**WORK TO BE COMPLETED:**
Where a line in the listing contains the string "image", copy that line out.

**SOURCE DATA:**
● ● ●
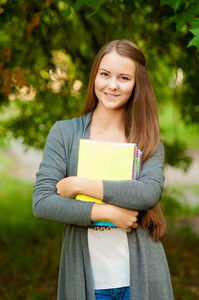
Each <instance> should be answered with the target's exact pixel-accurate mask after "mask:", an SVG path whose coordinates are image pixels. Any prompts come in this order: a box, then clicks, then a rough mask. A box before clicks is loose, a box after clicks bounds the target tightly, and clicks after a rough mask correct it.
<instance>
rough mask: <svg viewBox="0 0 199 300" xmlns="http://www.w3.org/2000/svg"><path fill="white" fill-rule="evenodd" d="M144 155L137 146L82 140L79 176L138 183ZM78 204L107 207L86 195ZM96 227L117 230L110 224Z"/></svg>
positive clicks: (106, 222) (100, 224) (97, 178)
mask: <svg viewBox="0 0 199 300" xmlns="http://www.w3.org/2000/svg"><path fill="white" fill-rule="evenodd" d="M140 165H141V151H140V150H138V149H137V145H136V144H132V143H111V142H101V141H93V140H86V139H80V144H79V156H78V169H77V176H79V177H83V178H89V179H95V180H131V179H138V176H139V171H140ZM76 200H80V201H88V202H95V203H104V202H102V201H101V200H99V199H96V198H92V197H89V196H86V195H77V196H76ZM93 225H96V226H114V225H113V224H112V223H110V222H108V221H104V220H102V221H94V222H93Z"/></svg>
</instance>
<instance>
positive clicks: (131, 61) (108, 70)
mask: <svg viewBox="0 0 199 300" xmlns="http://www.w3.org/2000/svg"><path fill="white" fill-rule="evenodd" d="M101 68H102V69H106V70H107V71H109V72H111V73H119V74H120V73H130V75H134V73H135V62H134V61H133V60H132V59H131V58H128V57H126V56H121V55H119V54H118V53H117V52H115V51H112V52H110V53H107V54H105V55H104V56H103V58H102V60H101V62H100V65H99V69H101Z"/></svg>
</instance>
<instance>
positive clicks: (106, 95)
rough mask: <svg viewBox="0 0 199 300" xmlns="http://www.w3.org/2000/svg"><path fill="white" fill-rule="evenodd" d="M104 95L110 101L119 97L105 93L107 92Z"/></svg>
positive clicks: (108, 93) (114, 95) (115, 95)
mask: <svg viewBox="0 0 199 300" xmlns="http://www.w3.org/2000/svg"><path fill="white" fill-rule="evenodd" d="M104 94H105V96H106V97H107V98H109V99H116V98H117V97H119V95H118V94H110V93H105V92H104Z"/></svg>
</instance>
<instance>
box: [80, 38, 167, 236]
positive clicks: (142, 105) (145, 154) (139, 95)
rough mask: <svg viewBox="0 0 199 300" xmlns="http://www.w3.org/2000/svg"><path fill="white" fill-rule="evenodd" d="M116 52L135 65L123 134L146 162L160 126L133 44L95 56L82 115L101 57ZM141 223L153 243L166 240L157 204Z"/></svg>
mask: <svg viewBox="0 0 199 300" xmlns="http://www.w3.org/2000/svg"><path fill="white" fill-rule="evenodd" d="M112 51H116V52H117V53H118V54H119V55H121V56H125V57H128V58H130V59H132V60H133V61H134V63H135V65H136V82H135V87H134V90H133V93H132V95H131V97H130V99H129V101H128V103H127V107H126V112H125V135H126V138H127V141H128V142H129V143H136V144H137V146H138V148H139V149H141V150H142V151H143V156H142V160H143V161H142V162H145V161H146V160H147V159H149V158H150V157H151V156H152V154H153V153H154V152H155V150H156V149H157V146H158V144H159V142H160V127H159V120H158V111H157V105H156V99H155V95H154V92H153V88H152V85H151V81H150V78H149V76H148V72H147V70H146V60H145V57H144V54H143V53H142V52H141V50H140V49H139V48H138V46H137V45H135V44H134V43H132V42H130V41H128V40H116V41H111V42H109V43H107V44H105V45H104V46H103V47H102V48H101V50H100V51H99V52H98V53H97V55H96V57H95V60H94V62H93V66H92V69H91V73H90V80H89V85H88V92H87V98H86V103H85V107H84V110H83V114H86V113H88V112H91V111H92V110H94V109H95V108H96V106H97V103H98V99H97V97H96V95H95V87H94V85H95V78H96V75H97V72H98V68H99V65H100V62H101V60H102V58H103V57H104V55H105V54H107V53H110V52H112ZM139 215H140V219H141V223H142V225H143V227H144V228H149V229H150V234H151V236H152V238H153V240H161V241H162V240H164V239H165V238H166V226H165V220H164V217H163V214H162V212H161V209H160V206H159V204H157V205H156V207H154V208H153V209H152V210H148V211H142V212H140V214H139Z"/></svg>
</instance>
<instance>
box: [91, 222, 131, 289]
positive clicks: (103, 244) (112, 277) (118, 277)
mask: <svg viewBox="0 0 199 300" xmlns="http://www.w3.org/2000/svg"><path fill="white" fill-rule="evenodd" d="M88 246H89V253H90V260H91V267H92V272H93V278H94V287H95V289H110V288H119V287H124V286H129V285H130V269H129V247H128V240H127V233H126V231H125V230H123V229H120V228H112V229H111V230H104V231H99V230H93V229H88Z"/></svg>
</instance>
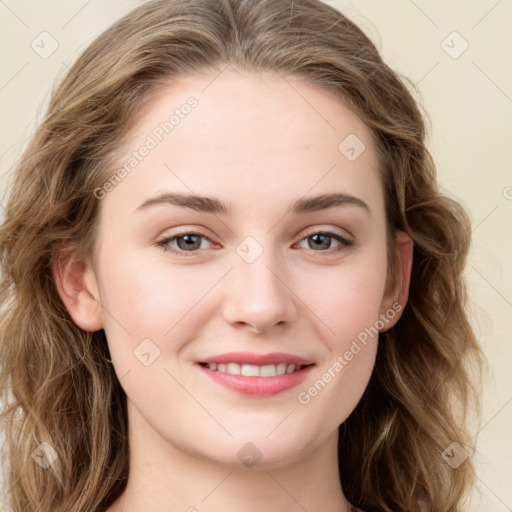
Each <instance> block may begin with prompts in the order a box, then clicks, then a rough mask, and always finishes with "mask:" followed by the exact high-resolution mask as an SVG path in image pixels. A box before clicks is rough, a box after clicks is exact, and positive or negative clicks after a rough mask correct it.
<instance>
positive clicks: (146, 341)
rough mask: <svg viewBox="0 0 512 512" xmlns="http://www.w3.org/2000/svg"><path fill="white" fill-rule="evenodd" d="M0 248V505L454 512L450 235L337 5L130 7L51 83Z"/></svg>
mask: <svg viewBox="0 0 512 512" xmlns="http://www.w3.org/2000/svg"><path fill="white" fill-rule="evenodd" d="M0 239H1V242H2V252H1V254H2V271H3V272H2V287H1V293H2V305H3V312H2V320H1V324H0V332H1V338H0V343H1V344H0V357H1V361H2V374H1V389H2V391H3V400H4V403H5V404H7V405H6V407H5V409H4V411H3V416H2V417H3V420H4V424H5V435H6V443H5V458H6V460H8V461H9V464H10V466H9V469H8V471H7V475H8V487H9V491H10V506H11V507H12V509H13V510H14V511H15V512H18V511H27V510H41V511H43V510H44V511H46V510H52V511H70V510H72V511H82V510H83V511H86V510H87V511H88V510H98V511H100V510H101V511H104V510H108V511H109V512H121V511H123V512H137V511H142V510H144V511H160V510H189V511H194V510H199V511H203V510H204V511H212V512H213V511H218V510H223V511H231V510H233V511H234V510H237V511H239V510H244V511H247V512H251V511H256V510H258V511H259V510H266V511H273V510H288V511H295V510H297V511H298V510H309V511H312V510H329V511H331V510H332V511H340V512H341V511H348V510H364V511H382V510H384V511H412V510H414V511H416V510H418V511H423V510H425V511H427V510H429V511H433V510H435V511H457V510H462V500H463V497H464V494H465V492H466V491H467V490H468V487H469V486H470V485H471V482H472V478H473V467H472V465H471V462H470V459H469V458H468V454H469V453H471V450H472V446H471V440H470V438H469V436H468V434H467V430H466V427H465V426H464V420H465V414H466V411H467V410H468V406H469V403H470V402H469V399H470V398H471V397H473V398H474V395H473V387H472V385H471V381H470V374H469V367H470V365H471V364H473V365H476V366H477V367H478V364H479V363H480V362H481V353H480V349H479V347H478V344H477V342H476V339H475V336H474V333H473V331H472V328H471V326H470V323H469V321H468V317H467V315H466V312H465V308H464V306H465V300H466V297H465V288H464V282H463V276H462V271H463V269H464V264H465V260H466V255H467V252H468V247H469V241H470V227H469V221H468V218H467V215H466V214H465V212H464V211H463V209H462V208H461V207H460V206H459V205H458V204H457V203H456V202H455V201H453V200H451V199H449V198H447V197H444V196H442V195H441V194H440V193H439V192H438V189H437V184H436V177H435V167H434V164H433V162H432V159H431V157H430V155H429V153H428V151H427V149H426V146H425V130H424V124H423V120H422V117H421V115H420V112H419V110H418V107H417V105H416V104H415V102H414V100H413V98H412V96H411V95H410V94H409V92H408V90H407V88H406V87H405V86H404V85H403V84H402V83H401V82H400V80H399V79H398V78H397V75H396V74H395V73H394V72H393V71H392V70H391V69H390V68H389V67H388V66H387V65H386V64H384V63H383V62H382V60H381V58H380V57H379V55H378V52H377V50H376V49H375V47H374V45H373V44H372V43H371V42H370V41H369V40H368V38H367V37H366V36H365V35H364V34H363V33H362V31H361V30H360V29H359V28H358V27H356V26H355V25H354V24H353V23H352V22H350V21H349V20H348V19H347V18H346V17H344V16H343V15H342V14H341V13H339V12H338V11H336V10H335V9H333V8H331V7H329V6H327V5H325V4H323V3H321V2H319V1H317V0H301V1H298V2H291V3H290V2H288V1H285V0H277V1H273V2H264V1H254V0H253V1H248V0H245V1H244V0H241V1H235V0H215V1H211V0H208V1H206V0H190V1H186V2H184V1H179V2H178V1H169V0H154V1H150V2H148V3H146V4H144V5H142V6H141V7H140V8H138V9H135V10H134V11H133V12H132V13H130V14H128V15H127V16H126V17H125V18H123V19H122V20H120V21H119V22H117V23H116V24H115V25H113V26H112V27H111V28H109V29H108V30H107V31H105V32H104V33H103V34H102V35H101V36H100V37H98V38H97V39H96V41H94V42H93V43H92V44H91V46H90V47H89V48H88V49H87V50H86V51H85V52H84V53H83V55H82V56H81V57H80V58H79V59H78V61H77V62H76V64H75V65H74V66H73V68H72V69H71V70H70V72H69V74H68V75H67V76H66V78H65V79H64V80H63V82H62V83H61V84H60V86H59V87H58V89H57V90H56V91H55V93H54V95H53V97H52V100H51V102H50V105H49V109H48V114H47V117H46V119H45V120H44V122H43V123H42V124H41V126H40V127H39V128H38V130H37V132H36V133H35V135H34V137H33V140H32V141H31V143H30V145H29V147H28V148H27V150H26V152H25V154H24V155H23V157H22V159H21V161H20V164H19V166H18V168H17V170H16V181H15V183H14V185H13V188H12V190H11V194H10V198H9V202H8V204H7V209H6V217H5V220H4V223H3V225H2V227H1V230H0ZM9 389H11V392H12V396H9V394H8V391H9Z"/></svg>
● ● ●
**EXERCISE ANSWER:**
Each <instance> should be answered with the target's exact pixel-accurate mask after "mask:", an SVG path whose coordinates are image pixels. Any prompts come in this order: a box, then clicks, then a rough mask. A box before clicks is loose, a box after clicks bounds the target tightly, and clicks after a rough mask correct it.
Each <instance> block may begin with prompts in the order a box, then clicks, then a rough mask, and always finishes with "mask:" followed by the exact high-resolution mask as an SVG path in image pixels. A box before clicks is rough, a box after clicks is exact, and positive or negative clicks after a rough mask correct it.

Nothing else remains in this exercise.